EXTRACT PROVIDED:
begin

The ZOA did not fail to mention his father, Simon Malley who was born and worked in Egypt as a journalist for Al-Goumhouria newspaper before moving with his family to France and founding Afrique-Asie magazine. The ZOA said that Simon Malley was “a virulently anti-Israel member of the Egyptian Communist Party, a close confidante of Yasser Arafat, and an enthusiast for violent Third World ‘liberation’ movements.” As for his mother, Barbara Malley, she worked with the United Nations delegation of the National Liberation Front (NLF), the Algerian independence group.

Robert Malley was Barack Obama’s colleague at Harvard Law School and a Middle East affairs adviser for his 2008 campaign. However, Obama was forced to cast him aside due to the Zionist campaign against both of them after Britain’s the Times revealed that Malley had been in contact with Hamas.

In his media interviews Malley explained that the contacts were part of his work with the International Crisis Group, saying: “My job with the International Crisis Group is to meet with all sorts of savoury and unsavoury people and report on what they say. I’ve never denied whom I meet with; that’s what I do.”

He added that he used to inform the State Department about his meetings beforehand and briefs them afterward. During the same year, London’s Al-Hayat newspaper quoted deputy head of the political bureau of Hamas, Ismail Haniyeh, and Hamas official Dr Ahmed Yousef as saying: “We were in contact with a number of Obama’s aides through the internet, and later met with some of them in Gaza, but they advised us not to come out with any statements, as they may have a negative effect on his election campaign.”

Before this, Malley, who was a member of the U.S. negotiating team in the 2000 Arafat-Barak-Clinton summit at Camp David, was the target of an Israeli-Zionist campaign because he held all three leaders responsible for the failure of the summit, and not only the late Palestinian leader, who was repeatedly accused by Bill Clinton, Ehud Barak and their team of negotiators of causing the failure.

end

SOURCE MATERIAL:
begin

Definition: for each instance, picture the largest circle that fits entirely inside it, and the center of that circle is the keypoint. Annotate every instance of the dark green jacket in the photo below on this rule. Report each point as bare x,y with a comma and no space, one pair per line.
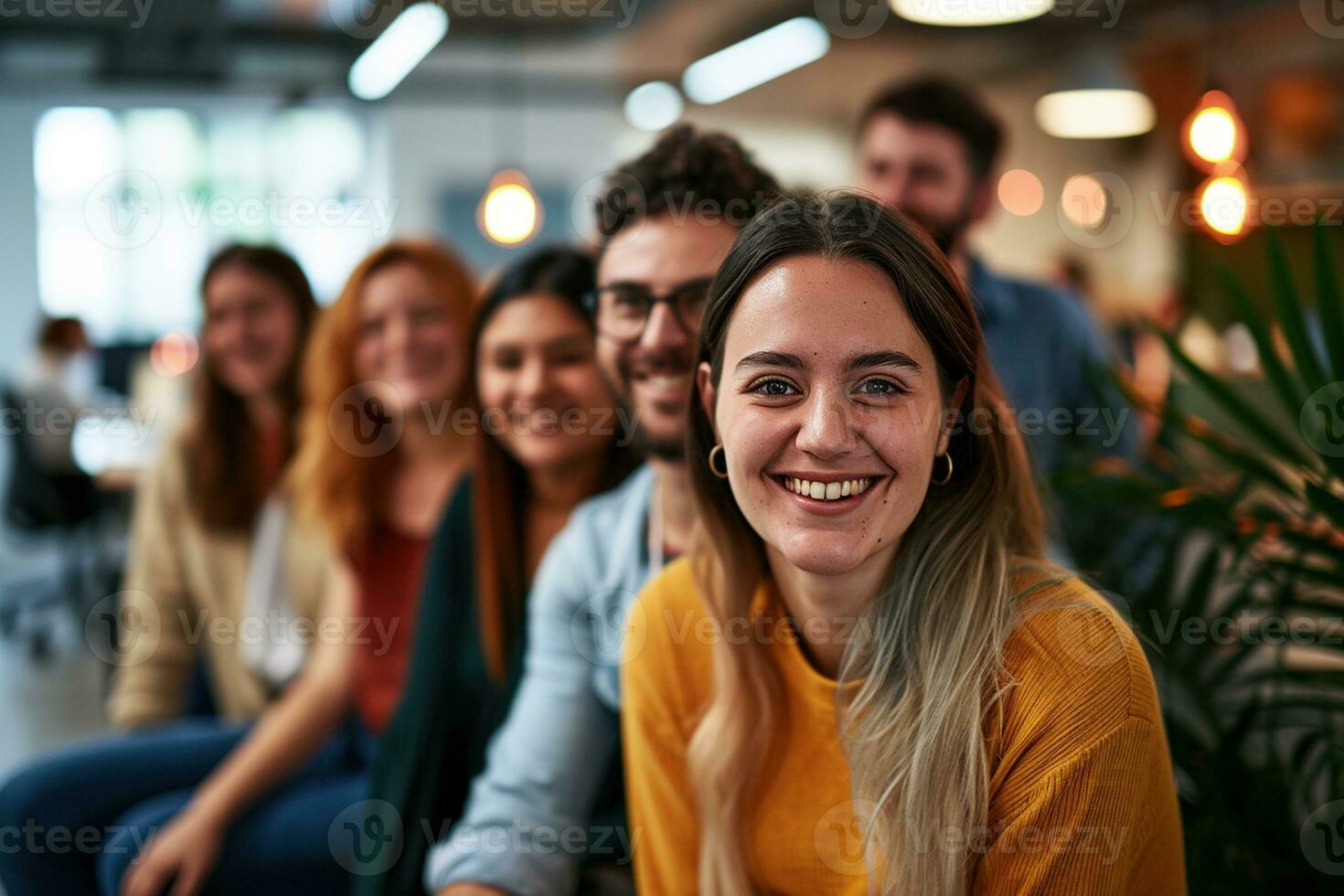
436,741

end

TO-DO LIST:
1 - How would you render this sentence from the passage on Robert Malley in Spanish: "Robert Malley was Barack Obama’s colleague at Harvard Law School and a Middle East affairs adviser for his 2008 campaign."?
2 - Reproduce the part of the passage on Robert Malley that opens with the words containing "Before this, Malley, who" and closes with "causing the failure.".
3 - Could you pick up the passage on Robert Malley after its final sentence and keep it going?

ANSWERS FOR THIS EXERCISE:
1 - Robert Malley fue colega de Barack Obama en la Facultad de Derecho de Harvard y asesor de asuntos de Oriente Medio para su campaña de 2008.

2 -
Before this, Malley, who was a member of the U.S. negotiating team in the 2000 Arafat-Barak-Clinton summit at Camp David, was the target of an Israeli-Zionist campaign because he held all three leaders responsible for the failure of the summit, and not only the late Palestinian leader, who was repeatedly accused by Bill Clinton, Ehud Barak and their team of negotiators of causing the failure.

3 -
Morton A. Klein, president of the Zionist Organisation of America, said: “How exactly does someone, who is dropped as an adviser because he advocates recognition of, and meets with, the genocidally-inclined terrorist organisation Hamas, now became a senior adviser to the president, unless President Obama has all along agreed with much of what Malley thinks and advocates?”

Due to the fact that the appointment of Malley coincided with the crisis in relations between the U.S. and Israel, caused by the recent speech made by Israeli Prime Minister Benjamin Netanyahu before the U.S. Congress behind Obama’s back and without his approval, analysts have begun to talk about “changes in the U.S. role in the Middle East” in the context of the Israeli media outlets and its Zionist and Jewish arms abroad.

They have also predicted that “there will be no doubt that the U.S. policy will be focused exclusively on pressuring Israel over the course of the last 22 months of Obama’s term,” as written by Jonathan S. Tobin in America’s Commentary magazine on 10 March.

During this time, Obama will be “free of electoral pressure” so the Obama administration’s treatment of the Palestinian issue is about to take on a much more aggressive attitude over the next two years. This will allow Obama to “invest the little political credit he has left in ‘bringing world peace’,” as written by Alex Fishman in the Israeli daily the Yedioth Ahronoth.

In Fishman’s view, there are now two courses of work on the White House’s agenda. First, it can follow the path of the “European Initiative” which proposes issuing a UN Security Council resolution for a “lasting solution in the Middle East”, while the second path involves waiting for the results of the Israeli elections this week, as it is a “renewal of the American peace initiative, which will have behind it a very skilled, determined person, who isn’t very fond of the current government: The president’s new man in the Middle East,” Robert Malley.

It is clear that these courses of action, the appointment of Malley and his record will undoubtedly breathe life into the PLO’s negotiating team, especially since President Abbas repeatedly says that going to the UN and international organisations, as well as the latest PLO’s Central Council recommendations, do not necessarily mean that negotiations will be abandoned.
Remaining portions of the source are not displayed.